# start of INFORMATION SHOWN

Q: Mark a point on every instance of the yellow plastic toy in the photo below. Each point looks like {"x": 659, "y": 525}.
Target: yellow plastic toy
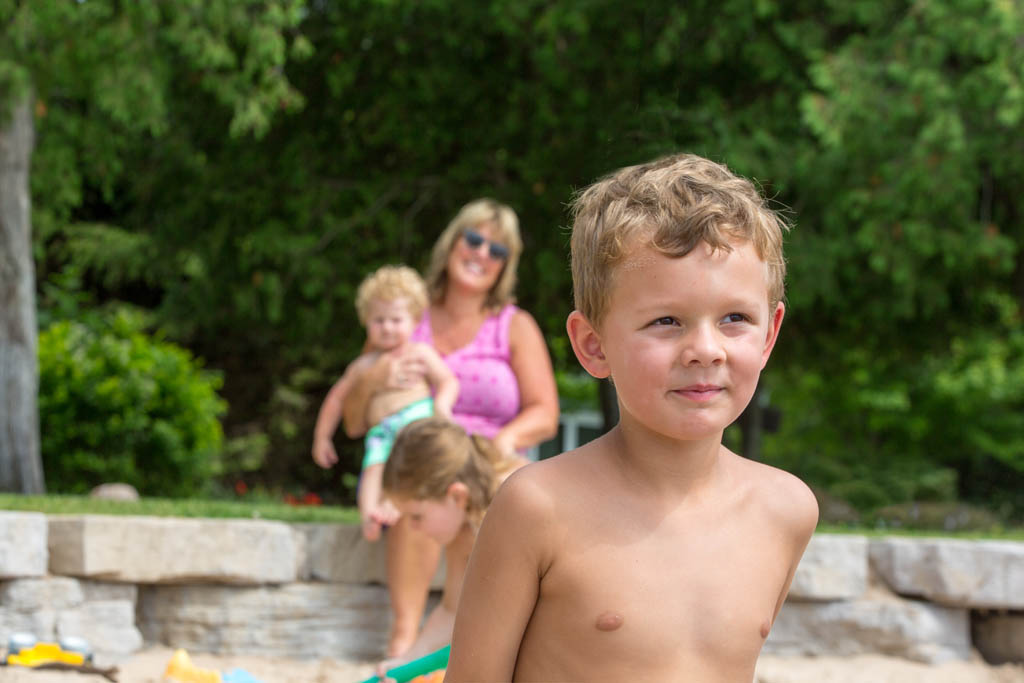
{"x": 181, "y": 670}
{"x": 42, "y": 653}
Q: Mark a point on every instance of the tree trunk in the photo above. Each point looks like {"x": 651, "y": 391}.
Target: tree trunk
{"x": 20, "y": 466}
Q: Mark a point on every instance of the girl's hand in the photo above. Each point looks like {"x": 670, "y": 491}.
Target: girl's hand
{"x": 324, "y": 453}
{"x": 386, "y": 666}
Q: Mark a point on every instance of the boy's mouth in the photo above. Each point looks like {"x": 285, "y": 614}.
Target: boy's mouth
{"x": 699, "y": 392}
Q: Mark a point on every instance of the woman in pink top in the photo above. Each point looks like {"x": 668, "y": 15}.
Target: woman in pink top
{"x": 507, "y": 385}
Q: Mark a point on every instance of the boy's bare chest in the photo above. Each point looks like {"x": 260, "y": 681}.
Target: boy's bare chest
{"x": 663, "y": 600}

# end of INFORMATION SHOWN
# start of INFORMATION SHOWN

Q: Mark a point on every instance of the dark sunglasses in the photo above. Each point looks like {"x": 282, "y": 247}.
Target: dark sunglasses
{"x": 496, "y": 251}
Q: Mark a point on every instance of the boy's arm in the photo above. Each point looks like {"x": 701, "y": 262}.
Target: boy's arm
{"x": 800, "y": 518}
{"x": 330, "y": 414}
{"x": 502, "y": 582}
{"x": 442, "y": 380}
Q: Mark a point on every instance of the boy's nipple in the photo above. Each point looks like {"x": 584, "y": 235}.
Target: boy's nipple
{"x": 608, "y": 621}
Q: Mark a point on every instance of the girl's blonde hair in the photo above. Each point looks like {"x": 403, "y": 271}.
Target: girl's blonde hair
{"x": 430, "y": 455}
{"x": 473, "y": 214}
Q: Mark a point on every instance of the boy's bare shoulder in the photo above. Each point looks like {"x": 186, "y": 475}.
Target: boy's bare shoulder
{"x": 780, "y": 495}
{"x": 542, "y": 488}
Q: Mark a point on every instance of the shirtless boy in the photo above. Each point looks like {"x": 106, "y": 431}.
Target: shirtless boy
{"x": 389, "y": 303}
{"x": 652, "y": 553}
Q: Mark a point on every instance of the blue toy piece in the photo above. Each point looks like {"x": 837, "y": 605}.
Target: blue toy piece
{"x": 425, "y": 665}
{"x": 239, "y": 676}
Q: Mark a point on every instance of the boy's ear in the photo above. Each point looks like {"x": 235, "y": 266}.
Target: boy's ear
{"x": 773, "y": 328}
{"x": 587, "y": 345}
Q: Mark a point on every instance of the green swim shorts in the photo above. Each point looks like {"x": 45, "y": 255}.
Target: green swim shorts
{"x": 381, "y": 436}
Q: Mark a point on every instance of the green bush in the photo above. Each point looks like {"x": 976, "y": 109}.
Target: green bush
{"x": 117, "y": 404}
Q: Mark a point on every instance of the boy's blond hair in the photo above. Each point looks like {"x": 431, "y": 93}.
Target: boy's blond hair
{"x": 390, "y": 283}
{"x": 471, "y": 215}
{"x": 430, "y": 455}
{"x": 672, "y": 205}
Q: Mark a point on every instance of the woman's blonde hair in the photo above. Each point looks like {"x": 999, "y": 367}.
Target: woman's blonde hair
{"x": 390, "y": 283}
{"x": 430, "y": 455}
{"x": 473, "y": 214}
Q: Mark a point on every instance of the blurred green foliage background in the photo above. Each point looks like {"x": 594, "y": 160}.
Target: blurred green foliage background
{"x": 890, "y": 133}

# end of INFORMATION SHOWN
# start of INFORMATION SHOWN

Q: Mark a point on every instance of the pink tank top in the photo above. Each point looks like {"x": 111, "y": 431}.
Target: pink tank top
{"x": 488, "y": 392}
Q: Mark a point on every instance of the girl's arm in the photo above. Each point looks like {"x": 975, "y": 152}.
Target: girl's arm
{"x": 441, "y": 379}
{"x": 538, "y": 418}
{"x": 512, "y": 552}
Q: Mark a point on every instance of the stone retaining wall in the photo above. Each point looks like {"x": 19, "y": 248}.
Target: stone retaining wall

# end of INFORMATION SHOWN

Copy out each line of the records above that includes the word "sunglasses".

* [OUTPUT FOR THIS EXERCISE]
Q: Mark a point on every instance of the dark sunglasses in the photo above. Each point looks like {"x": 282, "y": 247}.
Target: dark sunglasses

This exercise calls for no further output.